The data |
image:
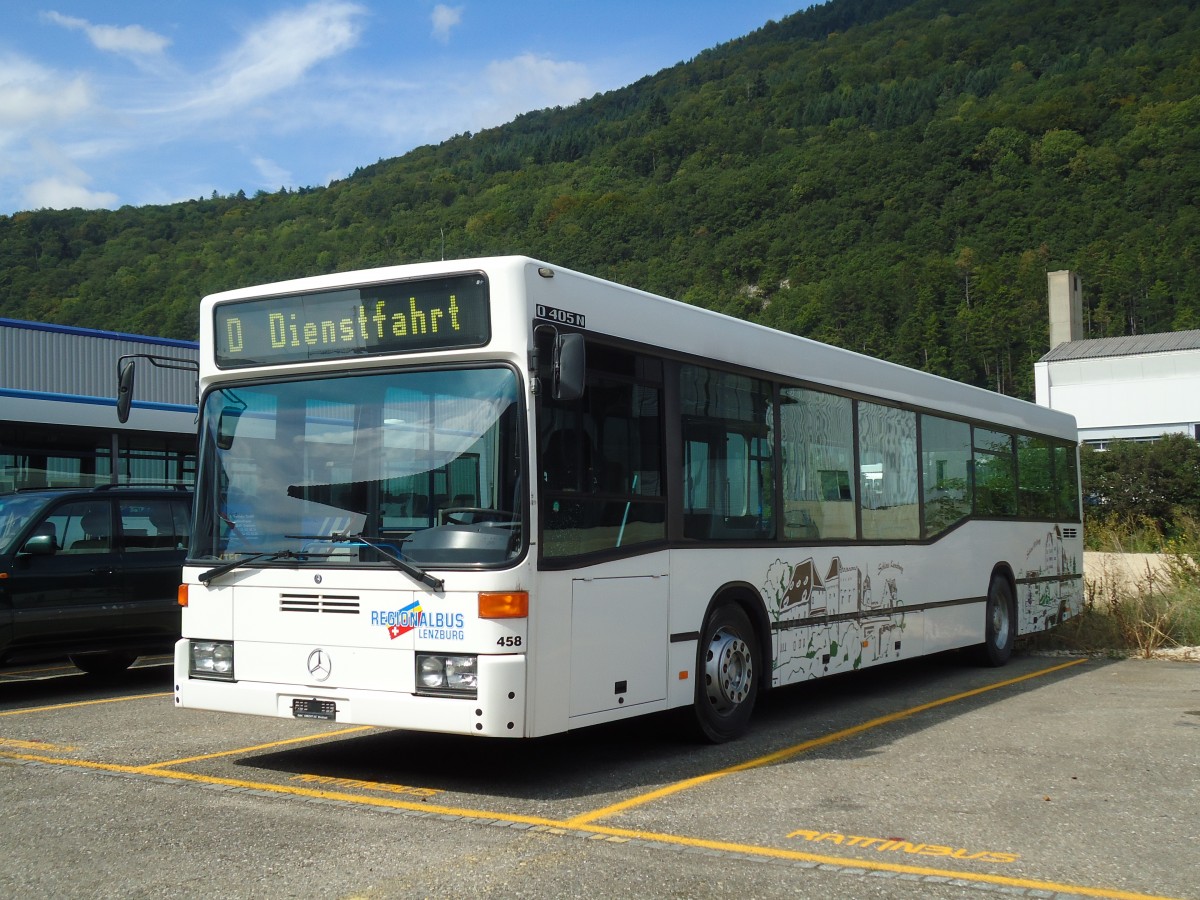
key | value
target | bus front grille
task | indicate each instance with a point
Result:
(333, 604)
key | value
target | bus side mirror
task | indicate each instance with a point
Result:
(227, 426)
(40, 545)
(124, 389)
(570, 366)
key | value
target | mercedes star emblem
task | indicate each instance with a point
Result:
(319, 665)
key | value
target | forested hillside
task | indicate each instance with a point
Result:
(889, 177)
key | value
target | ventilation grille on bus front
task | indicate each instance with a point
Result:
(319, 603)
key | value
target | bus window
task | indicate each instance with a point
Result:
(1035, 477)
(601, 461)
(995, 473)
(887, 451)
(727, 466)
(946, 461)
(817, 433)
(1066, 481)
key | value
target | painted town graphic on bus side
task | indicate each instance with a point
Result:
(839, 617)
(863, 624)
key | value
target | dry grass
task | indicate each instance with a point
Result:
(1137, 612)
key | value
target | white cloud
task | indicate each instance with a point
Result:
(60, 192)
(534, 82)
(35, 96)
(276, 55)
(271, 173)
(132, 41)
(445, 18)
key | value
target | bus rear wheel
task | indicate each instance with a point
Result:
(729, 666)
(1000, 631)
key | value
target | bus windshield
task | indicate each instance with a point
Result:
(420, 466)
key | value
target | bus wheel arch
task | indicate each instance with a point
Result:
(730, 666)
(1000, 621)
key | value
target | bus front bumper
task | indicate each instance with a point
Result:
(497, 711)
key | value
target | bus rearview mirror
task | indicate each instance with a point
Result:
(570, 364)
(227, 426)
(124, 390)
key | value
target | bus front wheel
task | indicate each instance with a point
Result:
(730, 665)
(1000, 631)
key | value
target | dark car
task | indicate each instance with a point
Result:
(91, 574)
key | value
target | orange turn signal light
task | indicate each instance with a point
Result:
(503, 604)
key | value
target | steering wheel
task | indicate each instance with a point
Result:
(477, 515)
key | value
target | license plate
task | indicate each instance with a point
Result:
(315, 709)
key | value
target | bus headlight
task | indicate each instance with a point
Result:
(456, 676)
(211, 659)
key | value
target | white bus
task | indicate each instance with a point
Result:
(497, 497)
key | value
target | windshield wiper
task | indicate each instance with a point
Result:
(216, 573)
(384, 550)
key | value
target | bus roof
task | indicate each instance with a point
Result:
(631, 315)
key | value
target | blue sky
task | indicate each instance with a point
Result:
(139, 102)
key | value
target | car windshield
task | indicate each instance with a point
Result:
(16, 511)
(355, 469)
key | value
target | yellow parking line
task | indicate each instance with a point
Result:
(787, 753)
(45, 747)
(271, 745)
(553, 826)
(84, 703)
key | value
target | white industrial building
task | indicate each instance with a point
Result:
(1134, 388)
(58, 408)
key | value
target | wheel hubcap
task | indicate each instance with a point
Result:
(729, 671)
(1000, 624)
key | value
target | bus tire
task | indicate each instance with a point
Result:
(1000, 630)
(730, 663)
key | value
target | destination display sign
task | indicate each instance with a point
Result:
(400, 317)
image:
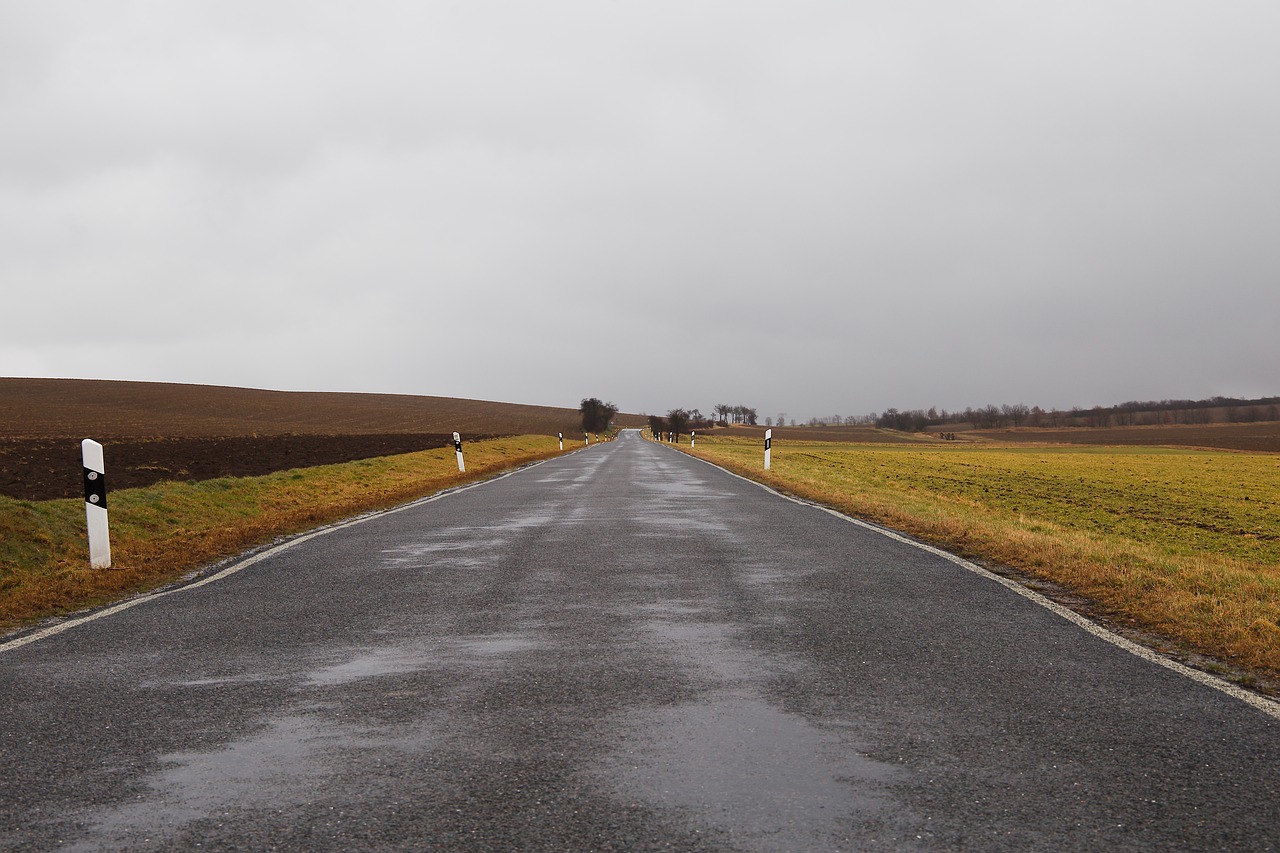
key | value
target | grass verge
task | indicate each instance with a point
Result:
(163, 532)
(1180, 543)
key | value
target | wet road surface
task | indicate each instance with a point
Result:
(624, 648)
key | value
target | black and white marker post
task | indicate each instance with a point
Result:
(95, 505)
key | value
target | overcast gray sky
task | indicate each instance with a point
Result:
(813, 208)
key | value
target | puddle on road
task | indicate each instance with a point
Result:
(768, 779)
(369, 664)
(400, 660)
(291, 761)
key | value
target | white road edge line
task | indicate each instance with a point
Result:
(245, 564)
(1261, 703)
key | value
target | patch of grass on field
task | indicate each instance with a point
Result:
(165, 530)
(1185, 543)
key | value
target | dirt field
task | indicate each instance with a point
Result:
(154, 432)
(1258, 437)
(42, 469)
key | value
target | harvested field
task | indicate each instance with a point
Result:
(1257, 437)
(1182, 544)
(156, 432)
(100, 409)
(36, 469)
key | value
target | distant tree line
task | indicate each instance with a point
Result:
(1129, 414)
(726, 414)
(597, 414)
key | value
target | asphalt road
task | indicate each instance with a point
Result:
(624, 648)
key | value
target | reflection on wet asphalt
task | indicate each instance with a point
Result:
(617, 649)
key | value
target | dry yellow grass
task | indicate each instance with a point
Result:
(1180, 543)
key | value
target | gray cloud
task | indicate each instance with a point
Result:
(813, 208)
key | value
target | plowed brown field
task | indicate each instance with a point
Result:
(156, 432)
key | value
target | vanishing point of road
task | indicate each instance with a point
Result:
(624, 648)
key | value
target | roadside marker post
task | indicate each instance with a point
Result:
(95, 505)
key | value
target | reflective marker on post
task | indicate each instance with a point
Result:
(95, 505)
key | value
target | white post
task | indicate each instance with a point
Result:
(95, 505)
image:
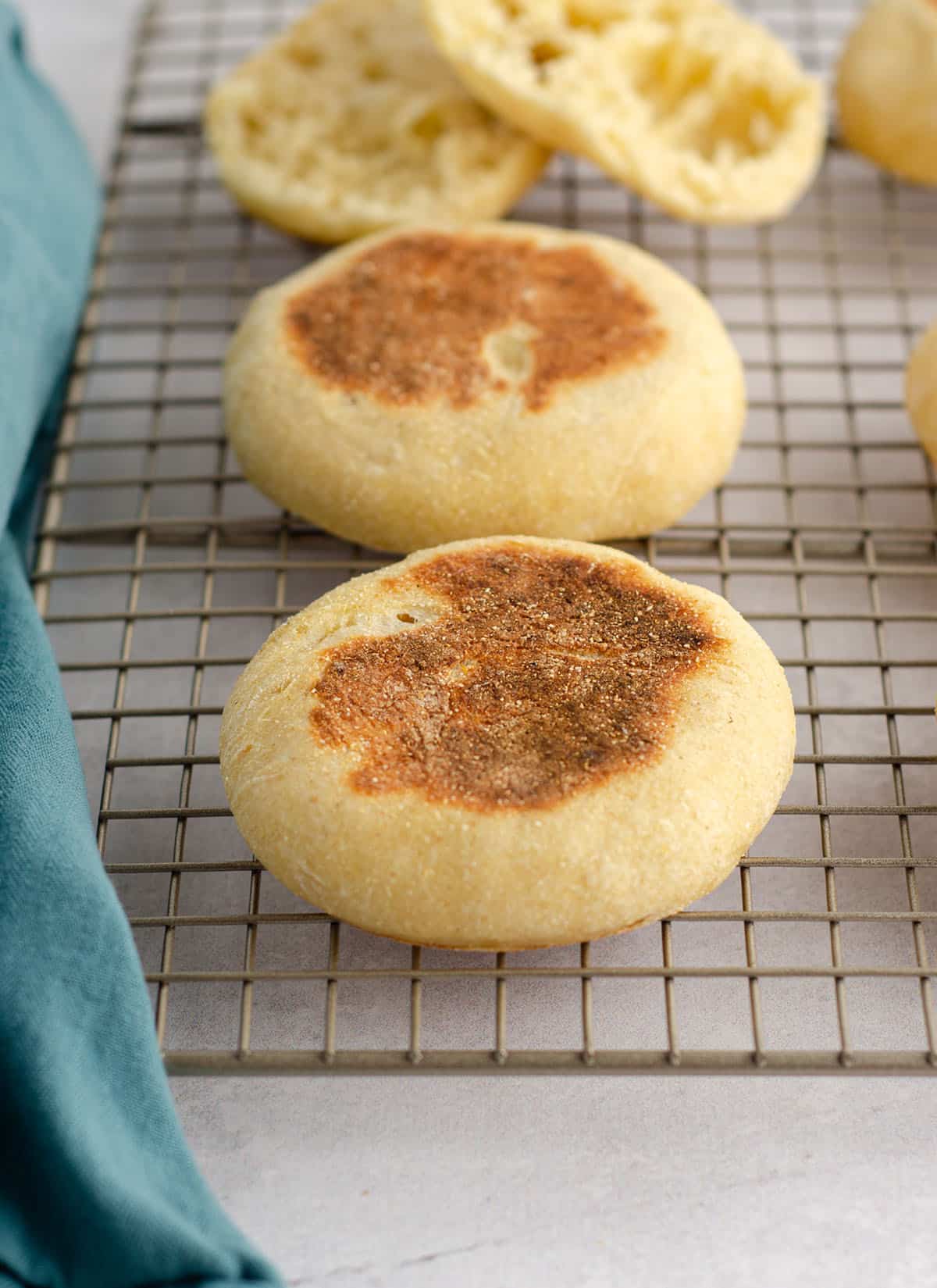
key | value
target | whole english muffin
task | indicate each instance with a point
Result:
(887, 87)
(508, 744)
(351, 121)
(432, 384)
(921, 391)
(685, 101)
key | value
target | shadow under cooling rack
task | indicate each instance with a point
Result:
(160, 572)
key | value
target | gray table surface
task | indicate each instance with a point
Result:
(549, 1181)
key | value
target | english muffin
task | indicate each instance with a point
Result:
(921, 391)
(351, 121)
(685, 101)
(508, 744)
(887, 87)
(432, 384)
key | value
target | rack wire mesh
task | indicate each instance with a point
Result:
(160, 571)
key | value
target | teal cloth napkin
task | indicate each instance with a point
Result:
(97, 1185)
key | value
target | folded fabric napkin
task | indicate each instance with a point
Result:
(97, 1185)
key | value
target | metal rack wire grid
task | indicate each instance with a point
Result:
(160, 572)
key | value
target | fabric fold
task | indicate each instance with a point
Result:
(97, 1185)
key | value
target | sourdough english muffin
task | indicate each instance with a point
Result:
(351, 121)
(887, 87)
(508, 744)
(432, 384)
(685, 101)
(921, 391)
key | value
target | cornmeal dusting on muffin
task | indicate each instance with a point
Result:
(408, 321)
(547, 674)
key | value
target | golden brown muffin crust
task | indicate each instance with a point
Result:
(435, 316)
(542, 675)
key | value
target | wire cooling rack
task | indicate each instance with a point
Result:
(160, 572)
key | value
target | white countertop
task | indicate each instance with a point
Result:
(549, 1181)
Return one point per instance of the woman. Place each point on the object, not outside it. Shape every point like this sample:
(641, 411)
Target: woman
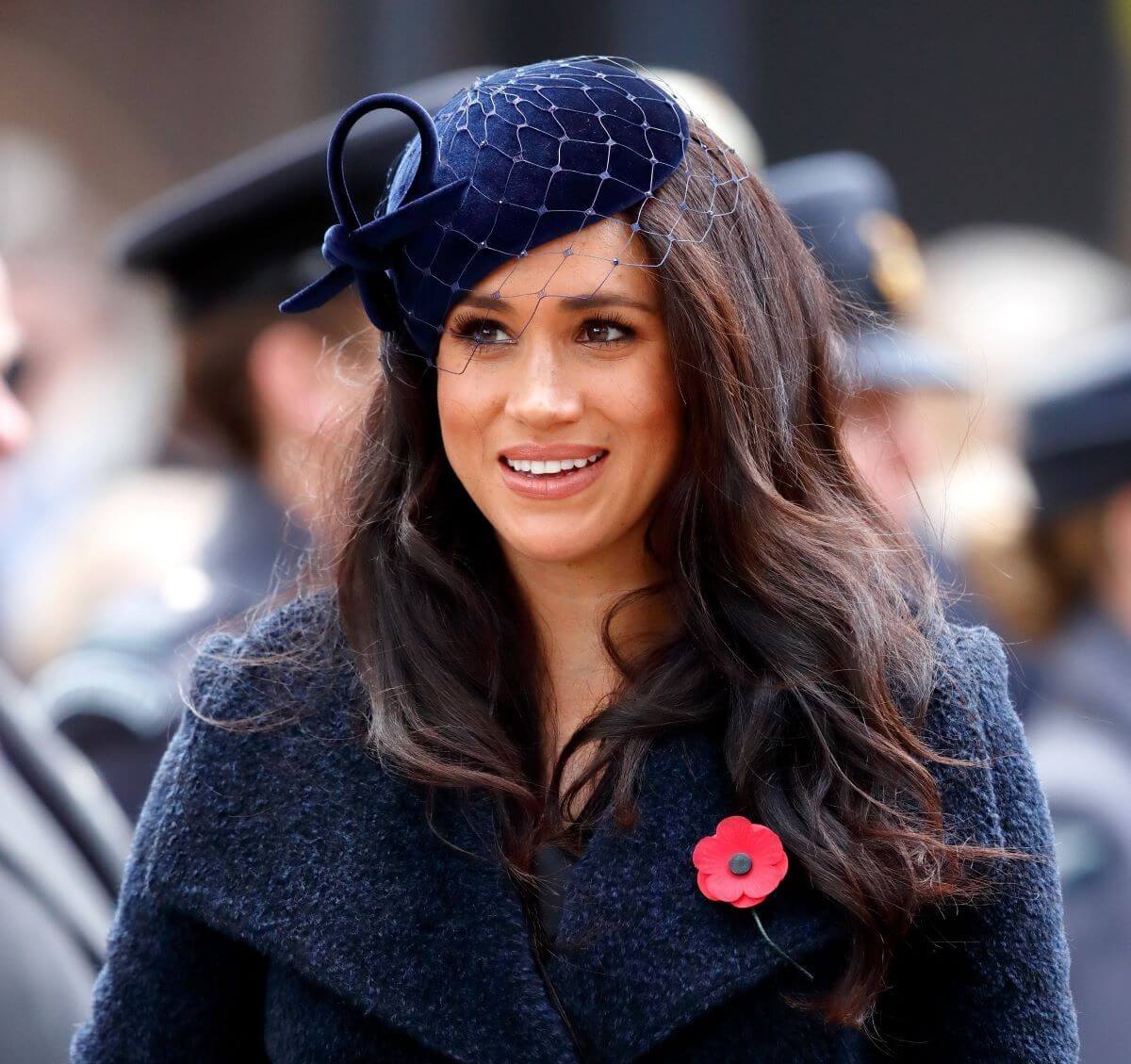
(617, 649)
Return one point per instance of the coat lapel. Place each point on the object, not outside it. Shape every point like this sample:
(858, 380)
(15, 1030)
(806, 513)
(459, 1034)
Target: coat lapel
(303, 847)
(640, 951)
(295, 842)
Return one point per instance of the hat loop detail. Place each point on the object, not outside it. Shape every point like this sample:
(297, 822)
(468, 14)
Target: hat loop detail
(366, 253)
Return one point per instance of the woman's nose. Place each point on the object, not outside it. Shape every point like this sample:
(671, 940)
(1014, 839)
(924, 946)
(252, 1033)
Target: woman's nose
(542, 391)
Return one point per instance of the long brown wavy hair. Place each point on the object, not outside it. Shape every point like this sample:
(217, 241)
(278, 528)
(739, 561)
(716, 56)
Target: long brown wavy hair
(808, 620)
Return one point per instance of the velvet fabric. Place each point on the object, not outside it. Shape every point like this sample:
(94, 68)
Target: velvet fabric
(287, 900)
(519, 158)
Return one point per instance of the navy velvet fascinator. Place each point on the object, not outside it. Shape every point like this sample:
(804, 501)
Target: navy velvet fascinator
(518, 158)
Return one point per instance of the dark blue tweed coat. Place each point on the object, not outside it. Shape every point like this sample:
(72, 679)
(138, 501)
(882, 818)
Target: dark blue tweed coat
(287, 901)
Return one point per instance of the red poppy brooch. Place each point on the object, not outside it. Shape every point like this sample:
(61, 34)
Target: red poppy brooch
(742, 863)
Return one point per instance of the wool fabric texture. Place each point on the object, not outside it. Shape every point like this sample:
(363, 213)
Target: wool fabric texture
(287, 900)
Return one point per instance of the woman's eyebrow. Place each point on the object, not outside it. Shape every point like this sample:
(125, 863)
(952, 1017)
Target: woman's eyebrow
(598, 301)
(606, 300)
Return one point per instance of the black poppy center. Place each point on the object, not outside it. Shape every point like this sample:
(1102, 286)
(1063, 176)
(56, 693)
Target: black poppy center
(740, 864)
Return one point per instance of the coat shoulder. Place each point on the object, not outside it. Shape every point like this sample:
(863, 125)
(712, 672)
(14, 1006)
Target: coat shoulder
(271, 735)
(291, 663)
(972, 717)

Exercise directions | Repeat precisely the lines of the data starting at the one containing "Return one point per instance of the navy", last line included.

Finished task |
Return one point per instance of the navy velvet fascinator. Place each point on the object, not outside it. Shape every point like this sample:
(804, 501)
Target: navy velvet fascinator
(518, 158)
Return one point per instance of the dark blue tweed coat. Place each point on the object, not outside it. Shape every point like this sample:
(72, 679)
(138, 501)
(882, 818)
Target: dark blue tweed coat
(287, 901)
Return one point per instance of the red poppy brooch. Place each point on the object, not outside it. Shape every point like this sample:
(61, 34)
Target: red poppy brooch
(742, 863)
Return one point per instance of the wool fabric texture. Place each point on the object, not outside it. Shape every point like this sample:
(363, 213)
Target: wool fabric texture
(287, 900)
Return one point per instance of the woman's eyebrow. Place each point on the object, not outside it. Shape every point like this sample:
(125, 863)
(952, 1017)
Target: woman's eyebrow
(598, 301)
(606, 300)
Return one point per instance of the black poppy center. Place each point on the object, not outside it. Shape every point like this sample:
(1102, 286)
(1063, 176)
(56, 693)
Target: black poppy center
(740, 864)
Return one point per instance of the coat shoulder. Place each point on the object, not outside it. Shape every point like this sample:
(863, 125)
(712, 672)
(14, 1006)
Target: coat shoulder
(271, 735)
(291, 663)
(972, 717)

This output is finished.